§ **TRECHO**

Seu pai, o cineasta brasileiro Gustavo Pizzi, ainda se emociona ao recordar, do outro lado da linha. Repetiu tanto a definição que a tornou sua – e, a partir dela, fez um filme. “Essa ideia nos mostra que uma família pode se basear nesse pilar e ir além das disputas e discórdias por motivos como o gênero ou o sexo”, reflete. Não por acaso, Benzinho estreou em 2 de agosto na Espanha com outro nome: Siempre Juntos.

É, no fim das contas, o sonho proibido de qualquer progenitor. Um dia, seu bebê aprende a dar os primeiros passos. Noutro, de súbito transformado em adolescente, ele já caminha longe de casa. Pizzi fez isso aos 16 anos: entrou na faculdade, tornou-se diretor e conquistou prêmios – Benzinho ganhou a Bisnaga de Ouro no Festival de Málaga. “Com essa idade você nunca olha para trás, só para frente”, afirma. Por isso não recordou muito aquele adeus, até que ele também teve filhos. E então entendeu tudo. Inclusive que tinha nas mãos um sentimento poderoso para um filme. E tentou compartilhá-lo com quem melhor o compreenderia. “Como foi para vocês o momento em que fui embora?”, perguntou aos pais. Diz o diretor que eles se emocionaram. Não responderam, olharam para o teto.

§ **INSTRUÇÕES**
Dê continuidade ao trecho sobre o filme Benzinho, a partir do ponto em que ele termina. As entradas não têm nenhum papel nesta atividade.

§ **ENTRADAS ARMAZENADAS**
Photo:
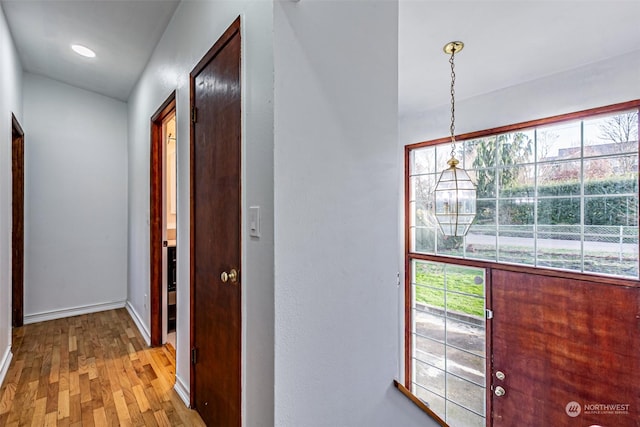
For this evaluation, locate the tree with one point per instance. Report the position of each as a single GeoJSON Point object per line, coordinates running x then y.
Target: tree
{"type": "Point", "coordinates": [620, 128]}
==
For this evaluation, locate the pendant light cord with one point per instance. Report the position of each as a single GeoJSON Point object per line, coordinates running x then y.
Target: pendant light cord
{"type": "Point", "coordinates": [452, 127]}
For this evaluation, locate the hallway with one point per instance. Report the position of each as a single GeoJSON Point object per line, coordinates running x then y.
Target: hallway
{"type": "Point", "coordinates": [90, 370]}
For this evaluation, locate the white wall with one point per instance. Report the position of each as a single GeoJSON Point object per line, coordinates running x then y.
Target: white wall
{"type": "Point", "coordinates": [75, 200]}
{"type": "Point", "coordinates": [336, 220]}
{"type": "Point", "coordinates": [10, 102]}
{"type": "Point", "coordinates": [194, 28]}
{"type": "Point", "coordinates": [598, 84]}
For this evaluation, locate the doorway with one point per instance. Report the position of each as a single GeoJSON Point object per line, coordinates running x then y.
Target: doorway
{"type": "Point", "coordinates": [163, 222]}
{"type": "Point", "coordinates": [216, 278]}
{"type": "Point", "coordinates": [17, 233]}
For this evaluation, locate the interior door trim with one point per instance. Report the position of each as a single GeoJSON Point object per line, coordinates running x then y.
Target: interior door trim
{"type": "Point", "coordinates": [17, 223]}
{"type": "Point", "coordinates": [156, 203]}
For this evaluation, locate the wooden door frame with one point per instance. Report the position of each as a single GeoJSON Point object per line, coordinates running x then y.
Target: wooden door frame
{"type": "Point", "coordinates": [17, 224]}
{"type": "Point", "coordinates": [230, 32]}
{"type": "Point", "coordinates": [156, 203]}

§ **RESPOSTA DO EXERCÍCIO**
O mesmo dilema desafia Irene, a protagonista do filme. Porque seu filho adolescente, Fernando, recebe uma proposta da Alemanha para ser uma estrela do handebol. O jovem nem pensa duas vezes: claro que sim. Mas suas certezas são as dúvidas de sua mãe. Como conjugar o entusiasmo enorme com a melancolia que a invade? E se fosse um ponto de inflexão para toda a família? Por isso, a câmera segue Irene num retrato íntimo de seu cotidiano e seus incertos sentimentos, na pequena Petrópolis. Ela trabalha, cuida de cinco filhos – o marido, dono de um negócio que está falindo, é o quinto – e protege a irmã contra as agressões do ex-marido. Não sucumbe ante as dificuldades, apesar do peso que carrega. Consegue ter tempo para rir... e para chorar.

Foi justamente por essa atmosfera autêntica e pela ode à vida que o filme recebeu muitas críticas positivas. “É difícil recriar com naturalidade esse universo emocional e dramático. São necessários muitos ensaios, preparação, embora também abertura e improviso”, afirma Pizzi. Tanto que ele filmou várias sequências que não estavam previstas, e as crianças menores – dois gêmeos, filhos de Pizzi na vida real – nem sequer receberam o roteiro. “O mais complexo para um diretor é não deixar que suas ideias se cristalizem. Um filme está vivo, em movimento, é um fluxo”, define.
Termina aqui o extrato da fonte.